Problème posé
D'après le texte ci-dessous, quels deux évènements politiques ont poussé la post-vérité ? Répondez en une phrase, s'il vous plaît.

Texte
____
Le dictionnaire Oxford a choisi post-truth comme mot de l’année 2016. Ce néologisme a rapidement été traduit par post-vérité.
De quoi s’agit-il ?
Ce sont des faits non avérés issus d’opinions personnelles, d’impressions inexactes, qui sont relayés par les médias sociaux.
Deux évènements politiques ont soufflé fort dans les voiles de la post-vérité : le Brexit et l’élection de Donald Trump à la tête des États-Unis. Dans le premier cas, bon nombre de mensonges et de demi vérités ont été colportées par les deux camps, sur les périls à quitter l’Union européenne et sur les coûts réels de celle-ci pour les Britanniques.
Quant à Trump, les médias ont établi clairement qu’à peu près les trois quarts de ce qu’il avance est carrément faux.
____
Entrées de données
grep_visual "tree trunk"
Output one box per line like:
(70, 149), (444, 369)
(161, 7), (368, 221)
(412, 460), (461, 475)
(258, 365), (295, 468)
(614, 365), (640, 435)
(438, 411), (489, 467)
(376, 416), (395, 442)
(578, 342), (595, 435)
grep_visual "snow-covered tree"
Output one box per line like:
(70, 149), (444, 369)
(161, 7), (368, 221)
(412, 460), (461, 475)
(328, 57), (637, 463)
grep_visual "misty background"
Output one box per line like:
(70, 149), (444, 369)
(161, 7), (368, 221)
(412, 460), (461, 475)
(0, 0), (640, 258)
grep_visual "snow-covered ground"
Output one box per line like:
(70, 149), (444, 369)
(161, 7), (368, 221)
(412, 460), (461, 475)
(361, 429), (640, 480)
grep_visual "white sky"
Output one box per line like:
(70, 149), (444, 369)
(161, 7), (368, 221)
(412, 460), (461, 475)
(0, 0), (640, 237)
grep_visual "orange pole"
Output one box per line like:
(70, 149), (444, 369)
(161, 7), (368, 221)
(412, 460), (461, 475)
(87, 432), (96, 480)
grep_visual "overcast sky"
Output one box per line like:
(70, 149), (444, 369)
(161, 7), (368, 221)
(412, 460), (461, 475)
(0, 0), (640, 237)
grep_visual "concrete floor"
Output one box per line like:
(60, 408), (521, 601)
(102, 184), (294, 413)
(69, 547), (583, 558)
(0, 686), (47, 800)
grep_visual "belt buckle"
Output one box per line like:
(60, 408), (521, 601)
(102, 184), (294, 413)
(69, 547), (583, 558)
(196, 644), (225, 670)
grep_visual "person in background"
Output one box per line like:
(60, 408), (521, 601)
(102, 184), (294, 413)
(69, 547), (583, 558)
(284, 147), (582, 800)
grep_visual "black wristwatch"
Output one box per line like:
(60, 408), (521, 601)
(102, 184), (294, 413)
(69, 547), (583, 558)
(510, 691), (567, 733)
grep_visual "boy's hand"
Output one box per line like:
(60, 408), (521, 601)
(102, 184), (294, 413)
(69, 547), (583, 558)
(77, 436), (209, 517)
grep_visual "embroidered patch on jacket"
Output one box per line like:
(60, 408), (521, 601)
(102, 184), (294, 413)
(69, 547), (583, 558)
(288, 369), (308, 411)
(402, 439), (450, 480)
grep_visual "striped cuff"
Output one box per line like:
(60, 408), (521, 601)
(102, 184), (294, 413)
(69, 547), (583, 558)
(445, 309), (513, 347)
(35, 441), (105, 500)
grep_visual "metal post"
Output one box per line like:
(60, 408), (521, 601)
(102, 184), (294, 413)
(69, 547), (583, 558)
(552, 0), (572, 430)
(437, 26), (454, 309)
____
Réponse ci-dessous
Le Brexit et l'élection de Donald Trump à la tête des États-Unis ont poussé la post-vérité.